## SOURCE DOCUMENT
-----
Just Getting Started: Bears Ears I

2024-05-16

Getting together a system for camping for a month is no light chore. When packing up, every purpose must be accounted for and each item’s accessibility considered during daily routines. The SUV, a second gen Toyota 4runner, had to be divided into sections. The huge cooler, which is insulated to keep us away from civilization’s grocery stores for a week at a time, takes over the back seat. The other goods, most of the food that we would need for a month is crammed in front of it, leaving just enough room for my bag and its minimalist wardrobe. We expect to be in nature, or driving nude. A light kilt for me and DF a sundress, or two, is enough to stay legal when others are about. We have packed some warmer layers and a set of street clothes for shopping, etc.

I put two large grey bins in the back, one for the portable kitchen and one for tools, axes, camping equipment, etc. Around this, I placed two five gallon water bottles, plus two smaller gallons and four liters in our hiking bottles. I then had to utilize every square inch of space, packing the tent and sleeping gear. It works like a Chinese puzzle, shifting this to get at that. The tailgate is a work/cook bench and we did bring a portable table. We had spent weeks in advance organizing and planning this trip to be better embedded in the outback. The duration is to be open ended, but probably lasting around a month.
-----
## EXTRACTED DATA
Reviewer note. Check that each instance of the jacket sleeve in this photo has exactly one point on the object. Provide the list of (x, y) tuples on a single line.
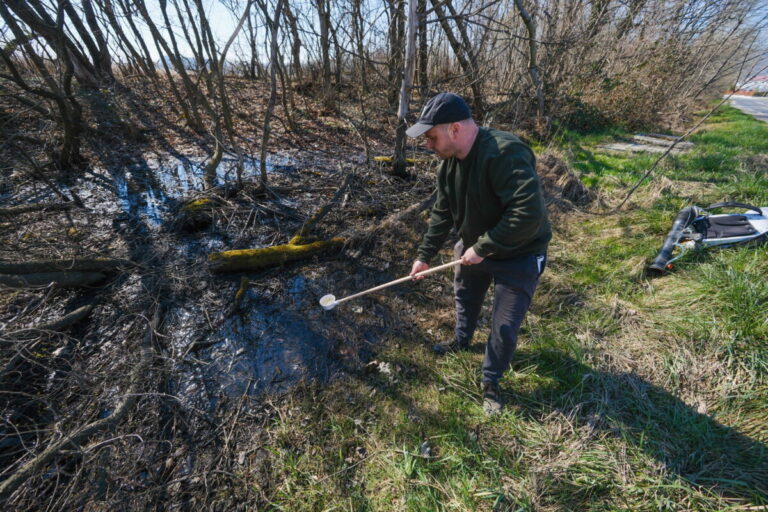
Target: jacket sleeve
[(516, 185), (440, 223)]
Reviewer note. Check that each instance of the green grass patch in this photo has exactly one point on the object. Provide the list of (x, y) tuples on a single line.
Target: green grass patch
[(627, 393)]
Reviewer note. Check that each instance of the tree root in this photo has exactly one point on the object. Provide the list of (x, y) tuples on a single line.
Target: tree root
[(37, 464)]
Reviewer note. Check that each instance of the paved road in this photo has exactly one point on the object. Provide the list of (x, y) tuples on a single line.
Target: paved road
[(758, 107)]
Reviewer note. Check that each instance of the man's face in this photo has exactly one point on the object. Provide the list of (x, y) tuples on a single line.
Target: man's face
[(441, 139)]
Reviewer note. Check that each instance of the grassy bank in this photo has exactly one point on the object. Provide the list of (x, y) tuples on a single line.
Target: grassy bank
[(628, 393)]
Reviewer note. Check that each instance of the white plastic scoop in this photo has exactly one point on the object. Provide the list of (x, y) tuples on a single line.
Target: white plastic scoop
[(329, 301)]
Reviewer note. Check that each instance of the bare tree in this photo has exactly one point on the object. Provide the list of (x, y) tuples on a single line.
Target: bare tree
[(398, 163)]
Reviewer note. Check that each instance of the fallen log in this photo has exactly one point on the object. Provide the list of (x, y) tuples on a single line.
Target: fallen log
[(10, 211), (66, 265), (256, 259), (57, 279), (23, 336), (300, 237), (61, 324)]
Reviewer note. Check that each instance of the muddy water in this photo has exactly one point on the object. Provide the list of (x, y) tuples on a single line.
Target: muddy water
[(271, 343)]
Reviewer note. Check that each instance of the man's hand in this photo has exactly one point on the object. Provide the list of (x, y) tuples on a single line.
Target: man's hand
[(419, 266), (470, 257)]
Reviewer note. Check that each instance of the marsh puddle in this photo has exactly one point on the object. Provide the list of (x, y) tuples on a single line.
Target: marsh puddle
[(149, 191)]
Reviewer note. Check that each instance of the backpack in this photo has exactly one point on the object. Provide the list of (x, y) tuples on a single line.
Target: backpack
[(697, 228)]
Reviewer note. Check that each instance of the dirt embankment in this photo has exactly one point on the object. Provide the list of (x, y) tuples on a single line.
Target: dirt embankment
[(204, 344)]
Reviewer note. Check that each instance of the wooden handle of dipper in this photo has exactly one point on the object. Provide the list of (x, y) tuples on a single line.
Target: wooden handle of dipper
[(402, 280)]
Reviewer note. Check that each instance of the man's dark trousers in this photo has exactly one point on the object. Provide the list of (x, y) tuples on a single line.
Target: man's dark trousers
[(515, 281)]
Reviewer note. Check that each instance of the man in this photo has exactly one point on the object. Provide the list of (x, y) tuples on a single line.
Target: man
[(488, 190)]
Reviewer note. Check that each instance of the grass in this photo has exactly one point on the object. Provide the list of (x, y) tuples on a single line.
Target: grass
[(626, 393)]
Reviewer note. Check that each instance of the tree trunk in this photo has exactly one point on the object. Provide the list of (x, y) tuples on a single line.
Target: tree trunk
[(463, 54), (533, 68), (398, 163)]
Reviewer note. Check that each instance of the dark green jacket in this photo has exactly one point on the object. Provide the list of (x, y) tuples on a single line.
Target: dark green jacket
[(492, 198)]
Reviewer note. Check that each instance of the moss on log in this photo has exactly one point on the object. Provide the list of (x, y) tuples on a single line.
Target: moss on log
[(57, 279), (66, 265), (256, 259)]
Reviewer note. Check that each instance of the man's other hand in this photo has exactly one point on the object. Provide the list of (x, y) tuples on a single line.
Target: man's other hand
[(419, 266), (470, 257)]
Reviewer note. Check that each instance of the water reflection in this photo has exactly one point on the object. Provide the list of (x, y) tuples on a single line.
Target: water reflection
[(149, 190)]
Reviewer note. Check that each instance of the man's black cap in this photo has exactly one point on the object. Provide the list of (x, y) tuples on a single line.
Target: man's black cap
[(445, 107)]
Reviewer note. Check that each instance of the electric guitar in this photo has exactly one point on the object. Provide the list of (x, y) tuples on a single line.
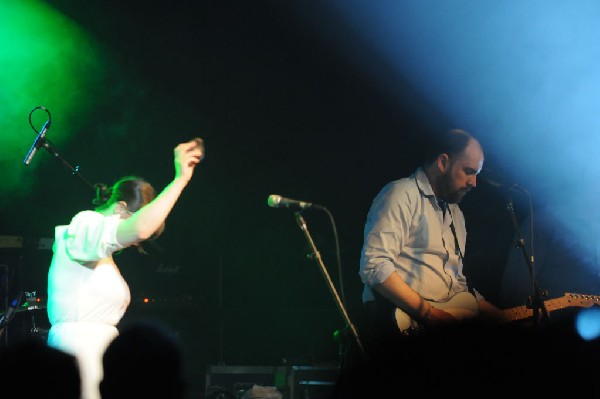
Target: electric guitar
[(464, 306)]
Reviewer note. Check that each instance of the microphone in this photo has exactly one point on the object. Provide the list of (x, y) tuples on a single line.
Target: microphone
[(12, 309), (488, 177), (39, 141), (277, 201)]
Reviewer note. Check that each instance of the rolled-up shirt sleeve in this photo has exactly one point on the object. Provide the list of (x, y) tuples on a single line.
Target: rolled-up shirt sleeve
[(383, 235)]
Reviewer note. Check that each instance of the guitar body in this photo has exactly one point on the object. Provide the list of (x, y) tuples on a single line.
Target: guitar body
[(462, 306)]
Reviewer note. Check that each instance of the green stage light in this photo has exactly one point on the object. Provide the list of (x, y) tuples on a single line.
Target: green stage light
[(46, 60)]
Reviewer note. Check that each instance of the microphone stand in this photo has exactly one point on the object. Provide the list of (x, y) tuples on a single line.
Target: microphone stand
[(302, 224), (535, 301), (47, 144)]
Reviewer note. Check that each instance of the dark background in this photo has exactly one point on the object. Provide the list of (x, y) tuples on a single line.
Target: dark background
[(281, 112)]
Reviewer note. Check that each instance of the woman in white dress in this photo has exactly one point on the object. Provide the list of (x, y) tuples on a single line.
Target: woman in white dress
[(87, 295)]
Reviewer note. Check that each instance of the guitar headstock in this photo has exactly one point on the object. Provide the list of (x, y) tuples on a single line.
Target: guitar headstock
[(581, 300)]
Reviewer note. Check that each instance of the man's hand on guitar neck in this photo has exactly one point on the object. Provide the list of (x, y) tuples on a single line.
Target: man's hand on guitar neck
[(436, 318)]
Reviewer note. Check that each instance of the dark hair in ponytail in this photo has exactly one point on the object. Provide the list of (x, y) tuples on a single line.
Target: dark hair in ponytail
[(135, 191)]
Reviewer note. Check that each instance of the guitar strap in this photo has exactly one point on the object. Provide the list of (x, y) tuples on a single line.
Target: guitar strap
[(456, 246)]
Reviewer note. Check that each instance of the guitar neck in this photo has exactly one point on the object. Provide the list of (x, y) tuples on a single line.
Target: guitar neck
[(566, 301)]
-----
## SET EXERCISE A
Check each statement against the Bears Ears camping post and answer yes or no, quoting the words of the post that decide it: (i) The cooler takes up the back seat of the SUV. (ii) Three five gallon water bottles were packed around the bins. (iii) The trip is planned to last exactly two weeks.
## SET EXERCISE B
Carry on the Bears Ears camping post from its last sentence.

## TASK RESULT A
(i) Yes: "The huge cooler, which is insulated to keep us away from civilization’s grocery stores for a week at a time, takes over the back seat."
(ii) No: "Around this, I placed two five gallon water bottles, plus two smaller gallons and four liters in our hiking bottles."
(iii) No: "The duration is to be open ended, but probably lasting around a month."

## TASK RESULT B
The first morning, packing is getting frustrating. It all just didn’t fit! Something HAD to give.

I had been studying the southeastern portion of Utah for months and still couldn’t know what to actually expect and had few solid goals in mind. You can only get so much education from books and online when the goal is to be left alone freely nude. We had yet to secure the solitude, or the magical the secrets. We had some friend’s experiences helping us. One couple told us anecdotes of how they had often found lesser canyons, just as amazing. He had explained, “I walked around a corner and there was a dinosaur in the cliff wall!” Books tell about popular places, but often, crowded places. I had no idea how many other visitors to expect in each area. I had received the advice that around Moab there would be many more and heard the term “crawling with people” for the entire month’s visit. Even Edward Abbey’s Arches National Park now requires reservations. We will have to let things unfold and adjust our schedule as each intrigue comes up.

We have to be ready for any weather. I rigged a sun/rain tarp off of the back, we have layers of clothing and bedding. I have a come-along, tow strap, air pump, and battery charger for four wheel drive/high clearance roads.

We have a library section with the computer, tech equipment, books, maps, etc. I have found the information and boundaries confusing. With Bear’s Ears as a national monument, then gutted and divided by Trump’s politics, then reinstated and in iffy legal confusion, references seemed undependable. The one certainty that I will soon discover, is that in my best imagination, I couldn’t know just how vast and rich a treat this region is.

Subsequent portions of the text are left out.